EXERCISE BRIEF —
In the machine learning flashcards, what problem is batch normalization intended to solve?

------ SOURCE DOCUMENT

Machine Learning Flashcards
What are CNNs good for?
Image recognition, because CNNs can identify and extract features from images for classification. They are also good with any sort of data with spatial structure. CNN architectures do typically incorporate fully connected layers for classification.
What are FCNNs good for?
Fully connected neural networks are good for classification and more general purpose tasks (structure agnostic), but tedious for images.
What happens if you add additional layers to a neural network?
You get more feature extraction up to a point, where you then get overfitting.
How to tell if you are overfitting the training data?
You have good performance on the training data, but not good performance on evaluation data.
How to improve performance when overfitting?
Increase regularization or number of examples of training data, or decrease the amount of features used.
What is an epoch?
An epoch is one complete instance of passing the training data through the model. After a second epoch, the same data can be sent in with updated weights in order to improve performance.
What is batch normalization?
Batch normalization is a technique that is intended to solve the problem of internal covariate shift, which states that the inputs may not be distributed the same way every time the weights are updated, which means that training will take much longer since you’re “chasing a moving target”. In batch normalization, each input variable to a layer is normalized to have the same mean and standard deviation in order to try to have the same distribution.
Pros and cons of batch normalization?
Pros: Mostly good. Leads to faster convergence, decreases the importance of initial weights, and requires less data for generalization. Cons: It is not good when using sufficiently small batch sizes (accuracy of mean and variance decreases with smaller batch sizes), and makes test data more different from training data (since test data is batch 1).
What is regularization?
Regularization is a method for reducing overfitting. It is a regression technique that simplifies a model by shrinking coefficient estimates towards zero. Adds a penalty term to coefficients.
What is LSTM stand for, what does biLSTM mean, and what are these networks good for?
Long short-term memory, or bi-directional LSTM. Used primarily for sequences of data and dependencies between neighboring entries in the sequence. Bi-directional looks at both forward and backward relations (essentially is an additional LSTM layer going the opposite direction). Most useful for natural language processing or other speech tasks.
What happens in cross-validation?
Cross-validation is splitting your data into three parts, splitting the data into k subsets, training on k-1, and testing on the final one.
Bias vs variance in ML?
Bias = simplifying assumptions to more easily approximate the target function (like CNN for images)
Variance = amount that target function will change given new training data.
Too much variance : overfitting. Too much bias : underfitting. Try to find the trade-off.
What is an activation function?
An activation function takes in any input and maps it to a corresponding output between {0,1} (or maybe {-1, 1}).
Why are activation functions nonlinear?
The decision boundary needs to be nonlinear to fully account for the non-linear combinations of weights and inputs in classification (which is true in most cases). Multiple hidden layers will just collapse into one if the network is linear.
When to use ReLU and when to use softmax?
Softmax is primarily used as the output layer of neural networks, especially in cases of multi-class classification. Relu is better for hidden layers and is very computationally cheap (tanh and sigmoid are complex)

------------
------ LISTING

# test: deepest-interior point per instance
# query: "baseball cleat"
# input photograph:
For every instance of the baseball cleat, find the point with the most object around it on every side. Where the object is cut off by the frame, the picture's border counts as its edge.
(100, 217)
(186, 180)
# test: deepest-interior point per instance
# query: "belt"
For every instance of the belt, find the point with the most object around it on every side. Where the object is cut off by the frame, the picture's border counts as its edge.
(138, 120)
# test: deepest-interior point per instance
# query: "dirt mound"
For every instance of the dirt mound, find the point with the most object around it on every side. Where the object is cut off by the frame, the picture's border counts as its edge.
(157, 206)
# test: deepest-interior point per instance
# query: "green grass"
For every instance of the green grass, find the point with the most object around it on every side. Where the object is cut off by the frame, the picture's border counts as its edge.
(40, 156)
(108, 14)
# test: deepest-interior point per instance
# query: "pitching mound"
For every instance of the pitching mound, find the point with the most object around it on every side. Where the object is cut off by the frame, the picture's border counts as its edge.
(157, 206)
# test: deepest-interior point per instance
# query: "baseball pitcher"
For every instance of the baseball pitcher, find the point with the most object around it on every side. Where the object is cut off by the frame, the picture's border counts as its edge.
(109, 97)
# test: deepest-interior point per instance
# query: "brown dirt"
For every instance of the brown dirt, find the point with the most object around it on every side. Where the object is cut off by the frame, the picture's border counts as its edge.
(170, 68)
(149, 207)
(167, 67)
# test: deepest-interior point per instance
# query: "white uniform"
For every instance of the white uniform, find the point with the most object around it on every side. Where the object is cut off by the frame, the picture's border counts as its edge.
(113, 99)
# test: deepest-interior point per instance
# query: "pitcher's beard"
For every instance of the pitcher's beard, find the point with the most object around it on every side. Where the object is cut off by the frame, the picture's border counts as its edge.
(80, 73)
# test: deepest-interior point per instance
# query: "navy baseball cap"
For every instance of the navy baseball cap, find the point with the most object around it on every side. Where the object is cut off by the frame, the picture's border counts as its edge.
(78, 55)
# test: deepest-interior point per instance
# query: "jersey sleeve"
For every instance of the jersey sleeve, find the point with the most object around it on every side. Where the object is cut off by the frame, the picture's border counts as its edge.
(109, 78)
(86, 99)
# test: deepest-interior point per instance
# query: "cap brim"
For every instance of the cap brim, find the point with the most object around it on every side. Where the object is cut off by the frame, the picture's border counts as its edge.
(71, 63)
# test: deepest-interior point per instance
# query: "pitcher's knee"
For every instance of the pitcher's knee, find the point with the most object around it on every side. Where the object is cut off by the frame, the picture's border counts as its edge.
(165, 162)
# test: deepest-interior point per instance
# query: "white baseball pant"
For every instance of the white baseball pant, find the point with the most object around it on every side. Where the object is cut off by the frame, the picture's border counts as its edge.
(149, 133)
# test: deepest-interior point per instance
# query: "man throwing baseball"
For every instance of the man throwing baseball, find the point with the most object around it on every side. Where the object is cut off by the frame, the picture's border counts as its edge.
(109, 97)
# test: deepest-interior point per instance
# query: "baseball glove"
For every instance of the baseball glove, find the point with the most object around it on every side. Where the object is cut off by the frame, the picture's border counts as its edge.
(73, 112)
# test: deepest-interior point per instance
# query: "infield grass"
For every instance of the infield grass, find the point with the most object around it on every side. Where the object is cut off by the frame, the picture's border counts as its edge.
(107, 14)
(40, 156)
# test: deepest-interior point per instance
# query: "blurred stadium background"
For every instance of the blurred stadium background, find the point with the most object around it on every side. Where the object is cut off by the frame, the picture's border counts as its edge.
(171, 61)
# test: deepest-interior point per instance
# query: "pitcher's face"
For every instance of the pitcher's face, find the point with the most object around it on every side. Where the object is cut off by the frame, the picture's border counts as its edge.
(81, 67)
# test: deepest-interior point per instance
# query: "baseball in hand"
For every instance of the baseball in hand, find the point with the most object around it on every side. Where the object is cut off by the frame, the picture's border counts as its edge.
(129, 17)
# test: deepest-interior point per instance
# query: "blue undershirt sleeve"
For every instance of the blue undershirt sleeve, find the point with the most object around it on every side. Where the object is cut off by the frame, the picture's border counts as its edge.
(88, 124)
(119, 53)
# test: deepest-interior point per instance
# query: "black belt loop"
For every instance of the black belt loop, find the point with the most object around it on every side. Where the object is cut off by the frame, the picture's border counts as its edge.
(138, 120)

------------

RESPONSE TO THIS EXERCISE —
Internal covariate shift.